[Records from a point annotation dataset]
------------------------------------
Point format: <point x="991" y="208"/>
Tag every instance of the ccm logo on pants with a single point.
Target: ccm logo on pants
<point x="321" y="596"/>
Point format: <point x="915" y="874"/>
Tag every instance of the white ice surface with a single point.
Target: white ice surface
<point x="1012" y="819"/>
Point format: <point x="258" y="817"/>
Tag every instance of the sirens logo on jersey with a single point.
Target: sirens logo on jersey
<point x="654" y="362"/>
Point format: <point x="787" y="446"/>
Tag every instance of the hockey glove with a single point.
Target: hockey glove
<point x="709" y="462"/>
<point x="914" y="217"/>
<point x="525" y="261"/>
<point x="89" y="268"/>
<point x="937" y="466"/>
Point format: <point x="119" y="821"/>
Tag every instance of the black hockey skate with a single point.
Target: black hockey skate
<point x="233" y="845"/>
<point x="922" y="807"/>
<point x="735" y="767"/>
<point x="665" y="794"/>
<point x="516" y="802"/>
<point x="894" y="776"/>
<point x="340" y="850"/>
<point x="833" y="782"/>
------------------------------------
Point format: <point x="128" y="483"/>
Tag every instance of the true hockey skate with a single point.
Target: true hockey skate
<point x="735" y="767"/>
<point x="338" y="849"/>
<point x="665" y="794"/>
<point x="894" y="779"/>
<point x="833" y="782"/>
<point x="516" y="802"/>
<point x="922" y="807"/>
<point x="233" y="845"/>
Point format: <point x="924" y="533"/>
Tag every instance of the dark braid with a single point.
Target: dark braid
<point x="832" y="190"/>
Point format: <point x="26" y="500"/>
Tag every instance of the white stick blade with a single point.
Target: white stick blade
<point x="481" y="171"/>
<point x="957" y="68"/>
------------------------------------
OBJECTIVE: Extract every line from the items above that contains the word "dark".

SOLUTION:
Tag every instance of the dark braid with a single point.
Target: dark braid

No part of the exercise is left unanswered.